## [Set problem]
Copy out every line of the material below without any changes.

## [Listed records]
-----

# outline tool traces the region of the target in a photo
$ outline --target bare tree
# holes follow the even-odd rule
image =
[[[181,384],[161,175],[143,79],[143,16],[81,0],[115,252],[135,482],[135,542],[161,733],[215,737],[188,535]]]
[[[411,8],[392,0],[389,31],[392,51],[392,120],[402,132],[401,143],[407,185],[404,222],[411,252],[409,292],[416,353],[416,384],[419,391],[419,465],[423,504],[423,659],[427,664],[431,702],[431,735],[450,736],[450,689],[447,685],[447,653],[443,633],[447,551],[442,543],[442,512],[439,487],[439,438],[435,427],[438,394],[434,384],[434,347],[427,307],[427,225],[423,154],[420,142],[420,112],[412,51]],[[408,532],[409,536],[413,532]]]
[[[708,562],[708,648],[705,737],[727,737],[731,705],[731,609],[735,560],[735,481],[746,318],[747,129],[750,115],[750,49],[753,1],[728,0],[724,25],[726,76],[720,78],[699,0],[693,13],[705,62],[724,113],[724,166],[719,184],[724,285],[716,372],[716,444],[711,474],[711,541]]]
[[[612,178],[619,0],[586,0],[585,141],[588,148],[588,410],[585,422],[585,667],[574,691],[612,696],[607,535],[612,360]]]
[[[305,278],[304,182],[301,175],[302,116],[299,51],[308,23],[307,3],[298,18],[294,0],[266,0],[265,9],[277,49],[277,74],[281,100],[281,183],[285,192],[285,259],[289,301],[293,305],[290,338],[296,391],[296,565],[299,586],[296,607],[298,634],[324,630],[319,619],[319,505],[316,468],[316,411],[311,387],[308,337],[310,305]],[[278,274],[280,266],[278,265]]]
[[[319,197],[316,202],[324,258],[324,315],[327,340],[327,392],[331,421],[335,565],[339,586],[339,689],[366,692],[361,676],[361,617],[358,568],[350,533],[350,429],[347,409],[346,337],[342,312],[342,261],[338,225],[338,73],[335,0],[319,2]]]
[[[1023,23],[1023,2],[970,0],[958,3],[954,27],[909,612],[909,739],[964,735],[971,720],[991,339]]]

-----

## [Output]
# outline tool traces the region of the target in a photo
$ outline --target bare tree
# holes follow the even-odd rule
image =
[[[181,384],[161,175],[143,79],[143,16],[81,0],[115,252],[135,482],[135,542],[161,733],[215,737],[188,535]]]
[[[411,8],[392,0],[389,31],[392,51],[392,120],[402,132],[401,143],[407,185],[404,222],[411,252],[409,292],[416,353],[416,384],[419,391],[419,465],[423,504],[423,659],[427,664],[431,702],[431,735],[450,736],[450,689],[447,685],[447,653],[443,633],[447,551],[442,543],[442,512],[439,487],[439,438],[435,427],[438,394],[434,384],[434,347],[427,307],[427,225],[423,154],[420,142],[420,112],[412,51]],[[408,532],[409,536],[413,532]]]
[[[708,562],[708,648],[705,737],[727,737],[731,705],[731,609],[735,560],[735,481],[746,318],[747,129],[750,115],[750,49],[753,1],[728,0],[724,25],[726,76],[720,78],[699,0],[693,13],[705,62],[724,113],[724,166],[719,184],[724,285],[716,372],[716,444],[711,474],[711,541]]]
[[[612,178],[619,0],[586,0],[585,141],[588,148],[588,410],[585,422],[585,667],[574,691],[612,696],[607,535],[612,360]]]
[[[305,278],[304,182],[301,175],[302,116],[299,51],[308,23],[307,3],[298,18],[294,0],[266,0],[265,9],[277,49],[277,74],[281,100],[281,183],[285,192],[285,259],[289,301],[293,305],[290,338],[296,391],[296,565],[299,586],[296,607],[298,634],[324,630],[319,619],[319,505],[316,468],[316,411],[311,387],[308,337],[310,305]],[[278,274],[280,266],[278,265]]]
[[[319,197],[316,202],[324,258],[324,315],[327,340],[327,392],[331,421],[335,565],[339,586],[339,689],[366,692],[361,676],[361,617],[358,568],[350,533],[350,429],[347,409],[346,337],[342,312],[342,261],[338,225],[338,73],[335,0],[319,2]]]
[[[1023,23],[1023,2],[970,0],[958,3],[954,27],[909,612],[909,739],[964,735],[971,720],[991,339]]]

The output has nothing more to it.